* The task *
Taking the line that contains "Target: grey rock face" as the first and the final line of the records as the last, write out every line between them exactly, ends included, and nothing else.

(Saved entries)
┌────────

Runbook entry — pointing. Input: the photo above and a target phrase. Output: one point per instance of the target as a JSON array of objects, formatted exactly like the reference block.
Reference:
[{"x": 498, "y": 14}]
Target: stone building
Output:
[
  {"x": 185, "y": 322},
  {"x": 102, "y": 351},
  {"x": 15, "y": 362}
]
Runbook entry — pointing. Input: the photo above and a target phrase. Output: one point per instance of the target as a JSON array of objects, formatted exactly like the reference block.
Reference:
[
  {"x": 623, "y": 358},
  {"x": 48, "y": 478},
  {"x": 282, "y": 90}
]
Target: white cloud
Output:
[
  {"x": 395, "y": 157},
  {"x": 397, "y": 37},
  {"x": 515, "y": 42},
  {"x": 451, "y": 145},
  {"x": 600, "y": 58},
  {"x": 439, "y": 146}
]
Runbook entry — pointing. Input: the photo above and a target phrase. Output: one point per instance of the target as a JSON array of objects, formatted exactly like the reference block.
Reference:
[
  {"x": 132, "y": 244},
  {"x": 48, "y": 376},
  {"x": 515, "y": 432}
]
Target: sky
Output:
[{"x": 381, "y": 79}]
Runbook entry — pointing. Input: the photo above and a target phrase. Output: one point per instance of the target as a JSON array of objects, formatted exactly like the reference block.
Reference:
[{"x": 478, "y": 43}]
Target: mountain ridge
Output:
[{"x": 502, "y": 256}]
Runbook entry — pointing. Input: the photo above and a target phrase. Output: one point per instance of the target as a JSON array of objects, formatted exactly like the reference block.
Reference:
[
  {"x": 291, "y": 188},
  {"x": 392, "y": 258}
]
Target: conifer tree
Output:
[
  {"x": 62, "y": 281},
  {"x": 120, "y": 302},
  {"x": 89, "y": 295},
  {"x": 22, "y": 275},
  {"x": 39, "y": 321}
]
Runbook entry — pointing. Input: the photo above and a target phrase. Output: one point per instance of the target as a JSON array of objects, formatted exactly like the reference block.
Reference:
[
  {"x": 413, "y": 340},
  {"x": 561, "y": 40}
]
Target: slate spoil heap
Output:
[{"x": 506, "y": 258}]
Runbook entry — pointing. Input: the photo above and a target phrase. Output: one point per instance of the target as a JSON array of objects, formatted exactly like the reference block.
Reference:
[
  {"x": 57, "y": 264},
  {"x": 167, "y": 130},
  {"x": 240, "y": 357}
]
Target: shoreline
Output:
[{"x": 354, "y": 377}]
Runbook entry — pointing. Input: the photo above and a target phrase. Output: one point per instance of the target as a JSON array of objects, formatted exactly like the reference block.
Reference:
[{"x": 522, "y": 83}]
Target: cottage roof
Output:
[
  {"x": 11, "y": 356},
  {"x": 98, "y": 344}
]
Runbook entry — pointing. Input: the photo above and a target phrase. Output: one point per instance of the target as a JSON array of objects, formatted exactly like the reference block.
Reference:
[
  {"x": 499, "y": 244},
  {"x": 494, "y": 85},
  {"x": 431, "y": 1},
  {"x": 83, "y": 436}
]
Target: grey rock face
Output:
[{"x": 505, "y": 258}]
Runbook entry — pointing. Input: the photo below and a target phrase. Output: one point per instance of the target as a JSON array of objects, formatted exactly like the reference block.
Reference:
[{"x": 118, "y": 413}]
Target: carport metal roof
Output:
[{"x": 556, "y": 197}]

└────────

* Result of the task *
Target: grey rock face
Output:
[{"x": 505, "y": 258}]
Runbook entry — pointing. Input: the photo below and a target phrase. Output: one point per instance of the target as a JSON array of objects, formatted exactly like the reference block.
Reference:
[{"x": 118, "y": 413}]
Target: carport metal roof
Output:
[{"x": 556, "y": 197}]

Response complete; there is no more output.